Pick out and copy each line of the items below that contains the word "child". Matching is case-sensitive.

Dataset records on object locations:
[start]

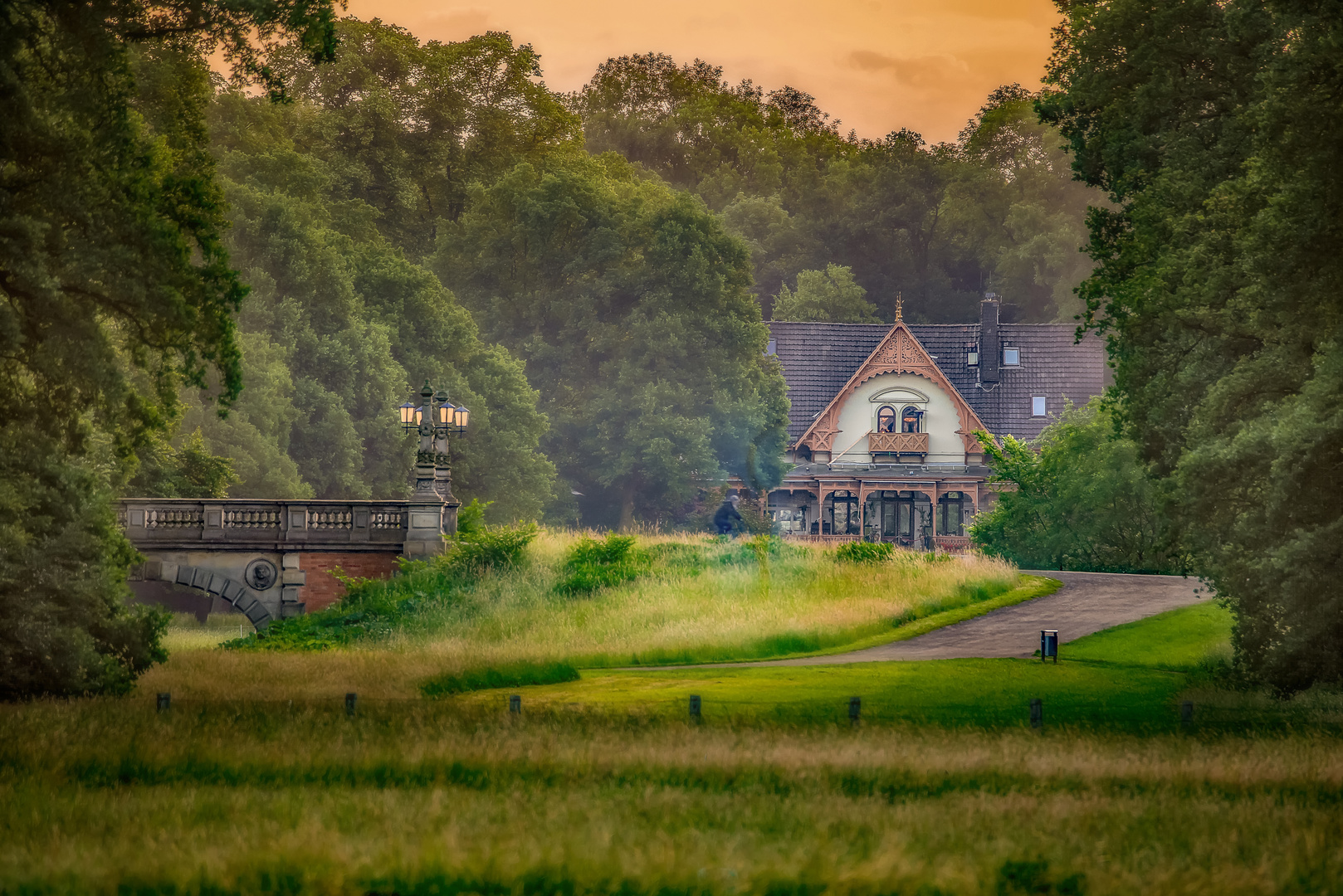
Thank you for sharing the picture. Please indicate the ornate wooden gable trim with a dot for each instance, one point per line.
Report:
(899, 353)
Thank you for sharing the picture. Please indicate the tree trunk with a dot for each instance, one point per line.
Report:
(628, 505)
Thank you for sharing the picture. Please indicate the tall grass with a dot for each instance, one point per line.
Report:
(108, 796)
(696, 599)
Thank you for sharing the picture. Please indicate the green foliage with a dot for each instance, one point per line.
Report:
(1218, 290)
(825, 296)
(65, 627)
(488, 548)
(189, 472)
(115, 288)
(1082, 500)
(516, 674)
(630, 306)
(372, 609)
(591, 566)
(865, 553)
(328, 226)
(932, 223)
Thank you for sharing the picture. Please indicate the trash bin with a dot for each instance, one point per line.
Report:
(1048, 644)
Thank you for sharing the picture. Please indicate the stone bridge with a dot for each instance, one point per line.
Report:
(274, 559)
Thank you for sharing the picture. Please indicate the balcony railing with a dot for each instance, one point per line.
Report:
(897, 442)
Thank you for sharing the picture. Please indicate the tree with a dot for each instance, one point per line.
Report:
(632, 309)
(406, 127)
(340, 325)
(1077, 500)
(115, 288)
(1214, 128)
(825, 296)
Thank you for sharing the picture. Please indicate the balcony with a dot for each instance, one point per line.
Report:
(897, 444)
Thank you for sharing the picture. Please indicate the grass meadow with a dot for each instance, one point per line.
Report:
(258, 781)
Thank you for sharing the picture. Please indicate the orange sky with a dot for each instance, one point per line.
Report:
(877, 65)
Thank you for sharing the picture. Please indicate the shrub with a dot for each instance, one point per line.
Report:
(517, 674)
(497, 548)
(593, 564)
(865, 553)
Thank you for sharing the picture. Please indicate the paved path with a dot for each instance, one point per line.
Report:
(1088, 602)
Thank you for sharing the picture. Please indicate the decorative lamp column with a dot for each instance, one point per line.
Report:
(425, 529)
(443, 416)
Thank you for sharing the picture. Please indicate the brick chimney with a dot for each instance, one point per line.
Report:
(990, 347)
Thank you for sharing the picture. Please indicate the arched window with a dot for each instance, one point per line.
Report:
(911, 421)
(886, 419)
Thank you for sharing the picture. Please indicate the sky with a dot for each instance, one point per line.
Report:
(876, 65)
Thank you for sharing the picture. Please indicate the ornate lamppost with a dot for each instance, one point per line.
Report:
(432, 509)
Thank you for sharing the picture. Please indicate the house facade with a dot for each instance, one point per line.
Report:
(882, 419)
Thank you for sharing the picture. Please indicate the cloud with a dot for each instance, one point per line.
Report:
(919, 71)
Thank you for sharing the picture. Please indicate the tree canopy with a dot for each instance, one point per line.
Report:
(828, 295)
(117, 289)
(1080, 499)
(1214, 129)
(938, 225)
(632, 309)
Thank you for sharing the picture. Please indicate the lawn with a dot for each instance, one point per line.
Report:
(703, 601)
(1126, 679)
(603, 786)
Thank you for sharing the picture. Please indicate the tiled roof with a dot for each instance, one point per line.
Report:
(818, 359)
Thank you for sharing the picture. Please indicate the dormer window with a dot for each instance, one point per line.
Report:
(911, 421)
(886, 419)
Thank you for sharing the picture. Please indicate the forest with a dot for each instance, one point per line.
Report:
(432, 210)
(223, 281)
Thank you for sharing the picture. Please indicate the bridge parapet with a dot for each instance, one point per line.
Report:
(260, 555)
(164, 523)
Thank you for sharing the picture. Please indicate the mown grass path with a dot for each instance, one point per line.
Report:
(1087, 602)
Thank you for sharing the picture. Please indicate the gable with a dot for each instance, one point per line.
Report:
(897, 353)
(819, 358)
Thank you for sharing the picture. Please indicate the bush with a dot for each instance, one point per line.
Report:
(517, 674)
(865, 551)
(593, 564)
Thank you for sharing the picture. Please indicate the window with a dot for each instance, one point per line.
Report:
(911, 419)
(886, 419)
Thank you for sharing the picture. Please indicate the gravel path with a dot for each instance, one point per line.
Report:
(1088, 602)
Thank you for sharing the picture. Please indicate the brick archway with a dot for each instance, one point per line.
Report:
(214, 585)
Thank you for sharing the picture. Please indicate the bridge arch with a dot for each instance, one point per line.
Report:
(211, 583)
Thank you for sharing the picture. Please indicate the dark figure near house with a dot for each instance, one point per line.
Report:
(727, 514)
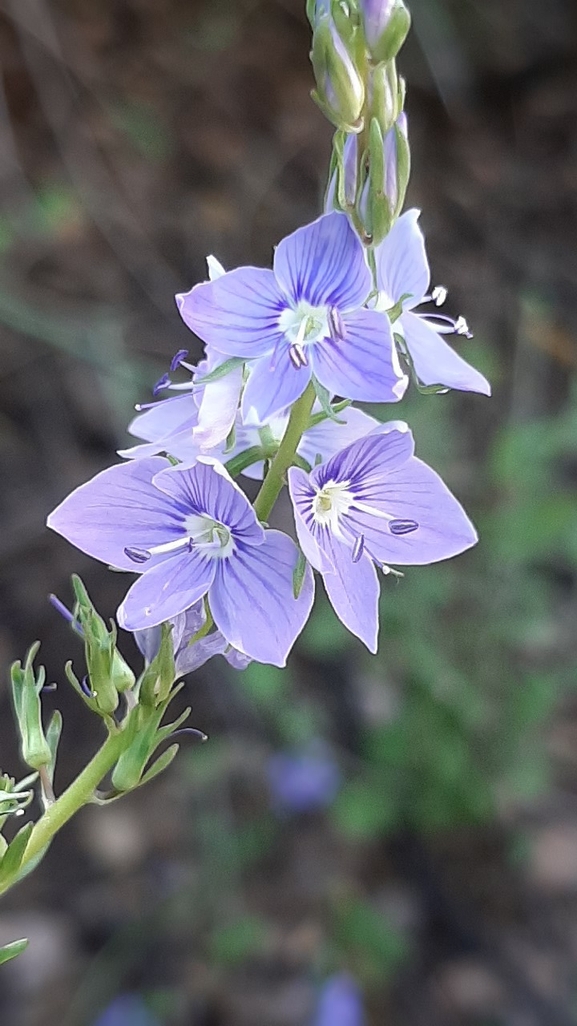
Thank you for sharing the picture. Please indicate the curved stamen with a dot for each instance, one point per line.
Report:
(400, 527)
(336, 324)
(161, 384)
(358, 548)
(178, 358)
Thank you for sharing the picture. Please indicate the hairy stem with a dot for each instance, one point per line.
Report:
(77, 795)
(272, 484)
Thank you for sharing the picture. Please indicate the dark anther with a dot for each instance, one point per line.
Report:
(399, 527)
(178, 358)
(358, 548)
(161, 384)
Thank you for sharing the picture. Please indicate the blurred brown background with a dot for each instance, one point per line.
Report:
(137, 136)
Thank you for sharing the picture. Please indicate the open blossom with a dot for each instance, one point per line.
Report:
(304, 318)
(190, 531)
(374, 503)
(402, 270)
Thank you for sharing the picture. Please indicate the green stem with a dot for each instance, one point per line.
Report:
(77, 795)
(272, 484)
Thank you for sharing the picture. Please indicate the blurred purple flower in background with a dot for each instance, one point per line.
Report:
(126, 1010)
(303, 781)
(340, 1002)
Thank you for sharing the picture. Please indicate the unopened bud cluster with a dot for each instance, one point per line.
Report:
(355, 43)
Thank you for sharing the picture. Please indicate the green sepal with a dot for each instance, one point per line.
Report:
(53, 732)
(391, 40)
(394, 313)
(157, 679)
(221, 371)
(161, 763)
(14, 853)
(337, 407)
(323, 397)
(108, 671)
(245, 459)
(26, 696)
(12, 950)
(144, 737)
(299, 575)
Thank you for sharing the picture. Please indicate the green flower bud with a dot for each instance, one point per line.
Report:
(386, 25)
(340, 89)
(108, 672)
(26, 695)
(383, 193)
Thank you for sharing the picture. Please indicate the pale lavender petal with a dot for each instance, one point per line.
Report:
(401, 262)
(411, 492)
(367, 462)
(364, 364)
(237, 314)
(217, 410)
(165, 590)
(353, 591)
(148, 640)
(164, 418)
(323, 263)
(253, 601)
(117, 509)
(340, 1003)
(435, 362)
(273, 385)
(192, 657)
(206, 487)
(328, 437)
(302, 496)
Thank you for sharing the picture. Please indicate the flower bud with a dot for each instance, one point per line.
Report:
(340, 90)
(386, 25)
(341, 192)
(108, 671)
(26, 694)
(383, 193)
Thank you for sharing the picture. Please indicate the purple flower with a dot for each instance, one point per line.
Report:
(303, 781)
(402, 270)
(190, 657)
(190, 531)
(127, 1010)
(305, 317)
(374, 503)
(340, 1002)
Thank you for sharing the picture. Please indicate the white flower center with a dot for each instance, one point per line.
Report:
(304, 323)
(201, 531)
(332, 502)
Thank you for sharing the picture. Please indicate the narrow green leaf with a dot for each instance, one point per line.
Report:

[end]
[start]

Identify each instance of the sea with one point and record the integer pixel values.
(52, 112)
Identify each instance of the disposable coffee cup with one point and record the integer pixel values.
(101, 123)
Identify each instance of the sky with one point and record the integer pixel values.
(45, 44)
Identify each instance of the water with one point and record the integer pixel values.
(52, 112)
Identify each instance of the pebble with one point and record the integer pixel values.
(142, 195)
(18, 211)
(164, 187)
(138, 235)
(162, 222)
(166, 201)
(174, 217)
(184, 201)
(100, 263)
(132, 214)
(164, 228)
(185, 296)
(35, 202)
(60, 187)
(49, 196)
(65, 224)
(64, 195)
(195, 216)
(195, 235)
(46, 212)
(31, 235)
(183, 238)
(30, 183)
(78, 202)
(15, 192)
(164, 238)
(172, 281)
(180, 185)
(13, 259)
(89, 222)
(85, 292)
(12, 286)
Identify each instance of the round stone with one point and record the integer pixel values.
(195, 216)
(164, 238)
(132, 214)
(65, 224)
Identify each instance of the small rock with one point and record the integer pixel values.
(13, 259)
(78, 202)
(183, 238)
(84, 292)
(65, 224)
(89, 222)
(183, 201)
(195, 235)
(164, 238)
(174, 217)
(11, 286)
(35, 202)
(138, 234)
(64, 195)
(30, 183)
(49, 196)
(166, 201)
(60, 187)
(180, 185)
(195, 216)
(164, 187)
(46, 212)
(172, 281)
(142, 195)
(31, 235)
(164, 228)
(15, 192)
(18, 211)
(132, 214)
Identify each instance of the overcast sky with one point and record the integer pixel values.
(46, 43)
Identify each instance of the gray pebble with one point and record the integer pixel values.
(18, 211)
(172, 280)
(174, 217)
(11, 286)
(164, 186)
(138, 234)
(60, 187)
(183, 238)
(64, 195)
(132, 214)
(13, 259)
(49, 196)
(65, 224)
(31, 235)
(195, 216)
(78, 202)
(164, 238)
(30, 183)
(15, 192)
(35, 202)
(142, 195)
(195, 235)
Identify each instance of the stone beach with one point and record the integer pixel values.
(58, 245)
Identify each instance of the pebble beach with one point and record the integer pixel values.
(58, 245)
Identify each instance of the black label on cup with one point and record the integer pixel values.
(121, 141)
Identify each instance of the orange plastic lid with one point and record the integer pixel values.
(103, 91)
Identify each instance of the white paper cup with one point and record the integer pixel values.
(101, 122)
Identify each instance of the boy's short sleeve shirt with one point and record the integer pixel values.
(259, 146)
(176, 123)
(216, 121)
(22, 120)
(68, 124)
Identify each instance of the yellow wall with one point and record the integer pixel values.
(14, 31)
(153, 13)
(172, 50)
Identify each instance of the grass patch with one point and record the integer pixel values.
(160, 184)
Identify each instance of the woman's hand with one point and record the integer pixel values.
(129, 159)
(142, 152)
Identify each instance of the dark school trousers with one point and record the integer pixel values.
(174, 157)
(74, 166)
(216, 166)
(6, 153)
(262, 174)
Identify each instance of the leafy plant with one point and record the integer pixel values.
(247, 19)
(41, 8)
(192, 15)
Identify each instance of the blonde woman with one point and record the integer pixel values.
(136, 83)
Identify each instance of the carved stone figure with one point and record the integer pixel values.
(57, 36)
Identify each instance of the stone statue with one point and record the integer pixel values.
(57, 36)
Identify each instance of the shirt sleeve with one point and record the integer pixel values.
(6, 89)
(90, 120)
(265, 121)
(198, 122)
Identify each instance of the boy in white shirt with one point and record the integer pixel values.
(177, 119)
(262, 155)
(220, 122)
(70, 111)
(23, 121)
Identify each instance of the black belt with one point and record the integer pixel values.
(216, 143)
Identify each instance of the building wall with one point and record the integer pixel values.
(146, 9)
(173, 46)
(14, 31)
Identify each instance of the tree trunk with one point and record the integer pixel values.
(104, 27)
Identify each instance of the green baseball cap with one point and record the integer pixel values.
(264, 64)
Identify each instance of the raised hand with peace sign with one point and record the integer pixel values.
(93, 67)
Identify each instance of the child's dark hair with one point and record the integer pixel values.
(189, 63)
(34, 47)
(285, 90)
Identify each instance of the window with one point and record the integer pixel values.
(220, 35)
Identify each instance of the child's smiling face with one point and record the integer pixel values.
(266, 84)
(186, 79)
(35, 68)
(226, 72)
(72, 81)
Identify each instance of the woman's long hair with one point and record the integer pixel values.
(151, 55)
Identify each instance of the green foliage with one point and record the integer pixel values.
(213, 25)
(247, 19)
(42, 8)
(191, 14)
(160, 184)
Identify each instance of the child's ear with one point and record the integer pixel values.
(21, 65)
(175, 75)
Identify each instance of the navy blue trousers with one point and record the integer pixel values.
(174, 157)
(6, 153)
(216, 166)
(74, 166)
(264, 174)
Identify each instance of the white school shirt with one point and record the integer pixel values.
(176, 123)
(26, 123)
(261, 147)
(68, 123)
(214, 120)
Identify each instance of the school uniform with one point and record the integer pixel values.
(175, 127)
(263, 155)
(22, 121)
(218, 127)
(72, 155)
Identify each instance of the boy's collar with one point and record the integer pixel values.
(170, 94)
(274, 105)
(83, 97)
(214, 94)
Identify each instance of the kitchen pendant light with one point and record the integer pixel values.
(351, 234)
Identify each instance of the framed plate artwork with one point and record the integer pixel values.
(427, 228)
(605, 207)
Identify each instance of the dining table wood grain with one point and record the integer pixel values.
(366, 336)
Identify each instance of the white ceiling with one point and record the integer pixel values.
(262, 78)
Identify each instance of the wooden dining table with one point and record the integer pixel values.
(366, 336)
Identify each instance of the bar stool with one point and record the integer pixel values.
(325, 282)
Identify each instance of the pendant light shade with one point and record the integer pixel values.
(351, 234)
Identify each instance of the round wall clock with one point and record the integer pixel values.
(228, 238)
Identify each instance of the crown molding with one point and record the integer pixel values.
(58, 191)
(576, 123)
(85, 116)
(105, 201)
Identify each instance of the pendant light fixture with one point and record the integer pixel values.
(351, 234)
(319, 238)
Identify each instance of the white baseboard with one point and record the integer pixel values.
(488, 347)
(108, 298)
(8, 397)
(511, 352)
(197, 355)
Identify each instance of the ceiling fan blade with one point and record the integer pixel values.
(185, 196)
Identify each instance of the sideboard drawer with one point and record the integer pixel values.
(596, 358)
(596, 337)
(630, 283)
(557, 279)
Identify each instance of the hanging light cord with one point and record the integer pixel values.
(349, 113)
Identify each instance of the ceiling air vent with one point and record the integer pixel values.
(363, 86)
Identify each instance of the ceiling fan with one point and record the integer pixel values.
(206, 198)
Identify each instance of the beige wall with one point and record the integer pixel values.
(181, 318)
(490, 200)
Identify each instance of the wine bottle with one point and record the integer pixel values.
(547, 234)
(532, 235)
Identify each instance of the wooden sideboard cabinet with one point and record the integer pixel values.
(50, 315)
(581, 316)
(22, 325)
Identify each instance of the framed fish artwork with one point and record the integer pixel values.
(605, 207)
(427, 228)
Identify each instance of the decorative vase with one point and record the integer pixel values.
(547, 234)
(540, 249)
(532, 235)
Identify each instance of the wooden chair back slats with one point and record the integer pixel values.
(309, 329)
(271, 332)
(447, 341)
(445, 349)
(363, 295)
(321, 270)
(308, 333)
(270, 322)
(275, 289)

[end]
[start]

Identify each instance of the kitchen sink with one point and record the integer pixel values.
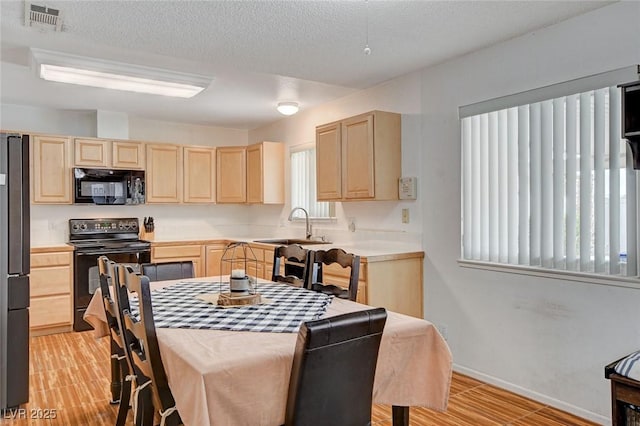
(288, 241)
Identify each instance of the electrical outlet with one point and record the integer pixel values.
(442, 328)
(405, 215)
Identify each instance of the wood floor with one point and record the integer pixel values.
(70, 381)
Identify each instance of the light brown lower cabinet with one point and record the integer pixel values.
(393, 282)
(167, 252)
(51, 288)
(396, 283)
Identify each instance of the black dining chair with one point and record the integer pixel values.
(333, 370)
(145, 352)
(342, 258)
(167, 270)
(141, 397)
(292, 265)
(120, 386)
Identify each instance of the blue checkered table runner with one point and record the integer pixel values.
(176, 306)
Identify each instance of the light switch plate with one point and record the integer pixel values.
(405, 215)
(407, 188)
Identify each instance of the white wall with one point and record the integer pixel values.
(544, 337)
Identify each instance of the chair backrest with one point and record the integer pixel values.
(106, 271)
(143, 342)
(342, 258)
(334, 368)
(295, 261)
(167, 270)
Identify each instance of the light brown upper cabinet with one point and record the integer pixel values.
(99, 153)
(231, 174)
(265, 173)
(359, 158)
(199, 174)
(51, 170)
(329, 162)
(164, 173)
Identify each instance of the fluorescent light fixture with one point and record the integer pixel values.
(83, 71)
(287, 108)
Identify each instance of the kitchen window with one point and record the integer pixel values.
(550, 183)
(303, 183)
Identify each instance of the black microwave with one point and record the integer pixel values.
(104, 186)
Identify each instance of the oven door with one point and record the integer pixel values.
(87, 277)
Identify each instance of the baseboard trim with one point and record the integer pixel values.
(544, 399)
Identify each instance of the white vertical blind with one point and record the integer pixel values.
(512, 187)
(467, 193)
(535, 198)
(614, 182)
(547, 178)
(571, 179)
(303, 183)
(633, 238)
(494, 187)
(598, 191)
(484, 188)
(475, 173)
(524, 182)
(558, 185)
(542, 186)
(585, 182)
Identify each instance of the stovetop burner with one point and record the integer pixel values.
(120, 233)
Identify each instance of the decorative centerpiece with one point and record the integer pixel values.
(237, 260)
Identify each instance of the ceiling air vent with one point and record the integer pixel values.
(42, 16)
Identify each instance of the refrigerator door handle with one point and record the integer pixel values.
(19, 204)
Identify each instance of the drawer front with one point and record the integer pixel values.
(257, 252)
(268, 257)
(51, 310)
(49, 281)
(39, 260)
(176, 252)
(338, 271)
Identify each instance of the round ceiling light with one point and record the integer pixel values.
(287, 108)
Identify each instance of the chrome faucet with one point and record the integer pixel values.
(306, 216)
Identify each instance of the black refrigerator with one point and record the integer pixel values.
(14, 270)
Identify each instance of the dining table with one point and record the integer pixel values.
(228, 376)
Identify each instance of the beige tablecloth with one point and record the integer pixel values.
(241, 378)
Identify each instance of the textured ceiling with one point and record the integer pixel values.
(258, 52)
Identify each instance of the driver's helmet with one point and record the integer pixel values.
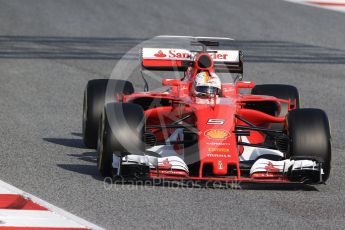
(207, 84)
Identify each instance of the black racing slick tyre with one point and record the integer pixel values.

[end]

EXERCISE RESULT:
Identify each instance of the child's dark hair with one point and record the integer pixel values.
Identify each instance of the child's smiling face with one point and record the integer pixel values.
Identify each instance of the child's ear with one point and record the integer pixel values.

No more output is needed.